WHAT IS BEING ASKED >> Every line from the line containing "Task: identify the exterior" through the final line below is to be repeated exactly; no other line is.
[Opening DATA SECTION section]
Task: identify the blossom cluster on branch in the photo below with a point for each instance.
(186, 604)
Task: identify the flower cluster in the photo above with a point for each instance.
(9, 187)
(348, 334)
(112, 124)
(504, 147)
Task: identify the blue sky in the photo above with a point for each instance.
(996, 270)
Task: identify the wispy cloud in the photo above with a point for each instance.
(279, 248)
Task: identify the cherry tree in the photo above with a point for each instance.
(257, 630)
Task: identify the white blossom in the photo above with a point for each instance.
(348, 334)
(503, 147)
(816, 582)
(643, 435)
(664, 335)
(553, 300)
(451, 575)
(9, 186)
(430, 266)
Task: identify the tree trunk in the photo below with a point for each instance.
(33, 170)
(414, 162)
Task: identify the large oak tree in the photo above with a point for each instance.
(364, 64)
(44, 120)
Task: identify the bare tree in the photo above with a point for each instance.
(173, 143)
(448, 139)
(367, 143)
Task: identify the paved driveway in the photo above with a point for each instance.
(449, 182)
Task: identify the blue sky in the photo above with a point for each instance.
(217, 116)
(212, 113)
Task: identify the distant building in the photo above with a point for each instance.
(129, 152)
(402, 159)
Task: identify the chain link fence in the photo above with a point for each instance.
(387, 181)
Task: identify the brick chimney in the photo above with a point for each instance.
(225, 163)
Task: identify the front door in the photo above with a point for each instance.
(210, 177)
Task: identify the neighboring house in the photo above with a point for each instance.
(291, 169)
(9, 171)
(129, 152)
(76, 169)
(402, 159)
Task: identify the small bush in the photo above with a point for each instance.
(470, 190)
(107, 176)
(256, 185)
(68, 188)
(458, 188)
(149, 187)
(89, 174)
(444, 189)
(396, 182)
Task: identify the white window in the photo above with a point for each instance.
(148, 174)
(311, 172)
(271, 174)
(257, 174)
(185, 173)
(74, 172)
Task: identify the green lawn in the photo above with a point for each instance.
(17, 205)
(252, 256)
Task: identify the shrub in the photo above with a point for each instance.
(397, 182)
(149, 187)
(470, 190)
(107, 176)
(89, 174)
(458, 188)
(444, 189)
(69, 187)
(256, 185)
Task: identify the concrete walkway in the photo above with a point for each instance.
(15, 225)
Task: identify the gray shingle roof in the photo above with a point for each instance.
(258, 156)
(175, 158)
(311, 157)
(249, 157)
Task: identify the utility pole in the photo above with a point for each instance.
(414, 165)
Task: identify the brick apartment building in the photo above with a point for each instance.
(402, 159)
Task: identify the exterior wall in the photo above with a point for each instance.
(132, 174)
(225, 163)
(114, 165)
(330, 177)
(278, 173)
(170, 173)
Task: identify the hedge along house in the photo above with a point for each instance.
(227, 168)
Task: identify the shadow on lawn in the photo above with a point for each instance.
[Closing DATA SECTION section]
ANSWER BOX >>
Task: identify the exterior wall in the photo above with a point for each instance.
(132, 174)
(225, 163)
(114, 165)
(330, 177)
(278, 173)
(170, 173)
Task: identify the hedge along house in the photo above with a point for each instance.
(227, 168)
Task: identify the shadow on lawn in the photo above with a point for each instance.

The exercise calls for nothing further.